Return every line below exactly, without dropping any.

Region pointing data
_ _ _ _ _

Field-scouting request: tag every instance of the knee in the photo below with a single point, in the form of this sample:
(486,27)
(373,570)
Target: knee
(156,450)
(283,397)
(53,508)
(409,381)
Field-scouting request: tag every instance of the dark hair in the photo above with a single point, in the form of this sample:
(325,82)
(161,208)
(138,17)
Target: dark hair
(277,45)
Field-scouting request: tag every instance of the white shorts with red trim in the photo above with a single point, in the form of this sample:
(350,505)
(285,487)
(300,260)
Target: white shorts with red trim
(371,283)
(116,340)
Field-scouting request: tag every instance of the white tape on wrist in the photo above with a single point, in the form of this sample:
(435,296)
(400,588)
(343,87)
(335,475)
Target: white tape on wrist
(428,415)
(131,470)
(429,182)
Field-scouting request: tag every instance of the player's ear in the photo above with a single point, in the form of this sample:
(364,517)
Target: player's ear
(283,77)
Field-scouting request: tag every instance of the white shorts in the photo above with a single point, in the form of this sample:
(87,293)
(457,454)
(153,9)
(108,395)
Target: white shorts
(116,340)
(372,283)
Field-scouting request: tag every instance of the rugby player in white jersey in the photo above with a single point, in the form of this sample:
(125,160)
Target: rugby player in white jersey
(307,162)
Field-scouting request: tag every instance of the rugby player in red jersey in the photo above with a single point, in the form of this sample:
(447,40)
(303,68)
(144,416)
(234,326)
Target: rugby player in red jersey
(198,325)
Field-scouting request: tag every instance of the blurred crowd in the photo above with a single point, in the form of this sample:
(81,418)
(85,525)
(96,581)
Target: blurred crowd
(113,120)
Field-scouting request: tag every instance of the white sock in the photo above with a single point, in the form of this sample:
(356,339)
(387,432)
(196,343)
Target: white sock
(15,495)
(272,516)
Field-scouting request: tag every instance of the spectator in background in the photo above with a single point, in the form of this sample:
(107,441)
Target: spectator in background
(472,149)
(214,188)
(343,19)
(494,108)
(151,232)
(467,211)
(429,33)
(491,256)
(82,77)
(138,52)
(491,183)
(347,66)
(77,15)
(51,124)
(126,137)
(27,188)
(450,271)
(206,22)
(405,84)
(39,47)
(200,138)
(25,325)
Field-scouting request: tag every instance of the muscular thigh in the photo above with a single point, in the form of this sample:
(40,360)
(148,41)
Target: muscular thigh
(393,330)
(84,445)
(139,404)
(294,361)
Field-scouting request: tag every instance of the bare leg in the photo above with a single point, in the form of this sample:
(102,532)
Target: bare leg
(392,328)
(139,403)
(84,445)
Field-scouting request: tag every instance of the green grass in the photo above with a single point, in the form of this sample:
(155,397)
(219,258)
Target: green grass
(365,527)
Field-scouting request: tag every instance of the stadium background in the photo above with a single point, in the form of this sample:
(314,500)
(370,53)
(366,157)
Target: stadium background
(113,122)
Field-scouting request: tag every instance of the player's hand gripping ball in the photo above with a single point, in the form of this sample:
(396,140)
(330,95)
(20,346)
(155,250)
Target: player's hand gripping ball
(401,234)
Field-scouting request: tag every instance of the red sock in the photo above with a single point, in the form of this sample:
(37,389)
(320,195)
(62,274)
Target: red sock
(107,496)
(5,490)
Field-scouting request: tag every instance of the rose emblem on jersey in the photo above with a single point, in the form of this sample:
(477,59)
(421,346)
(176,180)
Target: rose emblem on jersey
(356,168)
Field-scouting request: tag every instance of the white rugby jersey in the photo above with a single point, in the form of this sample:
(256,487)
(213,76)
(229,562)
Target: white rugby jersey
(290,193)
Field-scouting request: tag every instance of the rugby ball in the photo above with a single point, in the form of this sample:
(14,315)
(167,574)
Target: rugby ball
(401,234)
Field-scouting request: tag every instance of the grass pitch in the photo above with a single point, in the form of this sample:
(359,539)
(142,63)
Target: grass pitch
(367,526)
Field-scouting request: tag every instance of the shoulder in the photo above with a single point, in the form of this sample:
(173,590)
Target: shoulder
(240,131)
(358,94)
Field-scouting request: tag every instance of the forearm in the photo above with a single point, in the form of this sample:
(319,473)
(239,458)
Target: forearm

_ _ _ _ _

_Solution to the exercise_.
Field-scouting request: tag every instance of the knee in the photo below with a single point, in the form of this sample:
(486,27)
(373,570)
Target: knee
(156,450)
(283,397)
(53,508)
(409,381)
Field-scouting request: tag every instance of the dark hair in the photo above with a single point, in the form of this sample:
(325,82)
(161,208)
(138,17)
Target: dark hair
(277,45)
Field-scouting request: tag every instance of the white shorts with red trim in the photo above with a single point, in the form of this sample:
(350,505)
(285,487)
(300,260)
Target: white shorts with red trim
(371,283)
(116,340)
Field-scouting request: tag every instance of the white tape on wrist in the photo above with a single point, in the form of this sample:
(435,296)
(400,588)
(343,87)
(335,475)
Target: white tape on wrist
(428,415)
(131,470)
(429,182)
Field-scouting request: tag every instance of the player's ear in the photo above with a single point, in the form of this sample:
(364,517)
Target: player's ear
(283,77)
Field-scouting request: tag every instance of the white shorts in the photo above with a single point, in the form of this sample:
(87,293)
(457,454)
(153,9)
(108,395)
Target: white shorts
(116,340)
(372,283)
Field-scouting request: tag every instance of the rugby player in white jersey in the photo above with a single point, in the form of this sample:
(125,160)
Target: rugby player in white jersey
(307,162)
Field-scouting request: tag every instance of the rugby player in red jersey in the photo above with a single point, in the form of this sample:
(447,40)
(303,68)
(144,416)
(234,326)
Target: rugby player in red jersey
(198,325)
Field-scouting request: tag every instance of the blurred crowd in the photo above with a single point, in the form of this sample:
(81,418)
(85,525)
(96,581)
Target: blurred crowd
(113,120)
Field-scouting request: tag every instance of the white sock in the photo above with a single point, in the form of this sample:
(356,339)
(387,432)
(196,343)
Target: white sock
(15,495)
(272,516)
Field-scouting request: tag every instance of the spectator in background in the photo above with a single point, in the form of this sample:
(107,441)
Target: spectator in background
(472,149)
(214,188)
(343,19)
(494,108)
(151,232)
(467,211)
(429,33)
(491,256)
(82,77)
(138,52)
(491,183)
(347,66)
(77,15)
(51,124)
(126,137)
(27,188)
(450,271)
(206,22)
(405,84)
(39,47)
(200,138)
(25,325)
Field-scouting request: tag every instance of the muscular thigh in the photo above with a single point, in the form of this sample:
(40,360)
(148,41)
Target: muscular thigh
(393,330)
(84,445)
(139,404)
(294,361)
Field-scouting request: tag every instance of the bare leg in the photo above with a single point, in the form of this sample:
(102,532)
Target: bare leg
(392,328)
(139,403)
(84,445)
Field-scouting request: tag every instance of the green grass in the photo above with a single point, in the form of this sample:
(155,397)
(219,258)
Target: green grass
(365,527)
Field-scouting request: tag every instance of the stadium background in the photo above with a single point, in the form of this sample:
(314,500)
(370,53)
(366,157)
Target: stadium background
(113,122)
Field-scouting request: tag every instance of the player's hand gripping ball in the photo above with a single point, in the form of this sample:
(396,140)
(330,95)
(20,346)
(155,250)
Target: player's hand gripping ball
(401,234)
Field-scouting request: tag every instance of the red sock in the photo above with a single point, in the form of this sample:
(37,389)
(320,195)
(62,274)
Target: red sock
(107,496)
(5,490)
Field-scouting request: tag every instance of the rose emblem on jersey in the photo above with a single point, in the form of this sample:
(477,59)
(421,346)
(176,180)
Target: rose emblem on jersey
(356,168)
Field-scouting request: tag every instance of the white rugby jersey in the photo above with a single point, in the form of this sample:
(256,487)
(213,76)
(229,562)
Target: white rugby jersey
(290,193)
Field-scouting request: tag every instance of the rugby ball in the photo above with a single point, in the form of this sample:
(14,315)
(167,574)
Target: rugby ball
(401,234)
Field-scouting request: tag every instance of the grass pitch in the photo above with a single point, in the form of this sample:
(359,539)
(142,63)
Target: grass pitch
(367,526)
Field-scouting request: tag every instance of the shoulder in the photo above with a single point, in the form of this sample:
(173,590)
Target: shoulder
(240,131)
(358,94)
Field-scouting request: tag every instance of the forearm in the photo above with a single point, in the form of this sample:
(319,473)
(239,458)
Target: forearm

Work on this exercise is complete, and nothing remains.